#### Consignes:
(1) En une à trois phrases, expliquez pourquoi le texte sur les incendies au Portugal affirme qu'en 2017 et 2018, « il semblait qu'il serait possible de changer quelque chose dans le pays ».
(2) Prolongez, s'il vous plaît, le texte sur les incendies au Portugal à la suite de sa dernière phrase.

#### Extrait fourni:

Cinq ans après, le Portugal est un pays plus dangereux, moins préparé et plus fragile. Cinq ans après, les propriétaires forestiers sont aux commandes, plus que jamais. Cinq ans après, l’abandon s’est étendu, tandis que la culture d’eucalyptus s’est développée et que la désertification s’est accrue. Cinq ans après, nous avons moins de forêts, moins de gens à la campagne, et aucun respect pour les communautés dévastées par les incendies de 2017.
Il y eut de brefs moments en 2017 et 2018 où il semblait qu’il serait possible de changer quelque chose dans le pays. Après l’immense tragédie qui a brûlé plus de 5% du territoire du pays, qui a coûté la vie à plus de 100 personnes, nous pensions que ces faits accablants forceraient un gouvernement qui, comme les précédents, était à genoux devant le pouvoir de la pâte à papier, à corriger le tir. Nous étions naïfs. Considérant que la valeur de la vie humaine est incommensurable, nous pensions que les pertes dues aux incendies seraient à même de forcer le régime à se demander s’il était encore possible de maintenir la plus grande superficie relative de culture d’eucalyptus au monde, avec les plus grandes zones brûlées d’Europe année après année, avec le coût humain, social et environnemental que cela impliquait. Nous avions tort.
Les incendies de 2017 et ceux d’aujourd’hui au Portugal, articulant trois facteurs essentiels – un climat nouveau et défavorable, plus chaud et plus sec, causé par le changement climatique, un paysage composé principalement d’eucalyptus, une espèce pyrophyte et invasive, et l’abandon de l’intérieur par la population qui ne peut y vivre, sinon à des conditions toujours plus difficiles– n’occupent plus une seule minute les préoccupations de l’élite dirigeante de ce pays. Chaque larme pleurée aujourd’hui sera, sans équivoque, une farce, un mensonge, une gifle au visage des familles de ceux qui sont morts et un déclaration de guerre contre l’avenir de ceux qui pensent continuer à vivre au Portugal.

#### Extrait des données:
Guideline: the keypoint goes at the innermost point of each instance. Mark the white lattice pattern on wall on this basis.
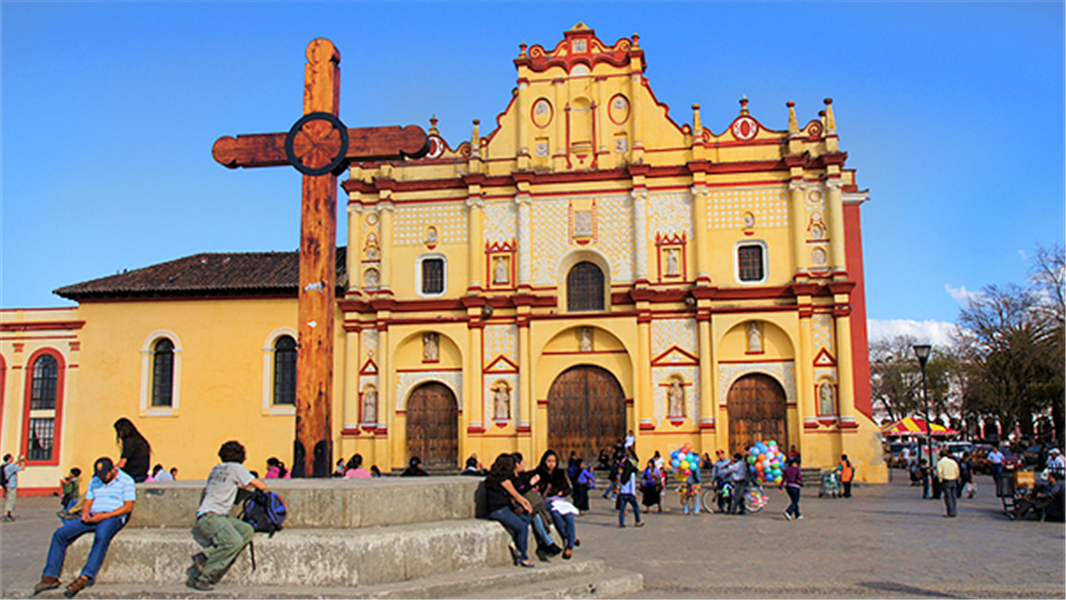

#### Réponses aux consignes:
(1) Après la tragédie qui a brûlé plus de 5 % du territoire et coûté la vie à plus de 100 personnes, on pensait que ces faits accablants forceraient le gouvernement, à genoux devant le pouvoir de la pâte à papier, à corriger le tir. La valeur de la vie humaine étant jugée incommensurable, on croyait aussi que ces pertes obligeraient le régime à se demander s'il pouvait maintenir la plus grande superficie relative de culture d'eucalyptus au monde.

(2)
Certains d’entre nous ont récemment traversé une partie du territoire avec la Caravane pour la justice climatique et ont observé, avec la population, à quel point tout est pire. Pire. Cinq ans après l’immense tragédie de Pedrógão Grande, cinq ans après les pires incendies de l’histoire de ce pays, les conditions sont réunies pour une tragédie encore pire. Pire. Ce ne sont pas des phénomènes « naturels » qui se produisent par hasard. Il y a des responsables derrière la situation actuelle : ce gouvernement, sans doute, et les entreprises de pâte à papier qui prolifèrent dans cette dégradation, qui se développent et profitent de ce chaos. Pire encore, le gouvernement a mis entre les mains du secteur de la pâte à papier la « réorganisation » de la structure de lutte et de prévention des incendies. Résultat : le territoire national remplit les conditions pour l’avènement de tragédies bien pires.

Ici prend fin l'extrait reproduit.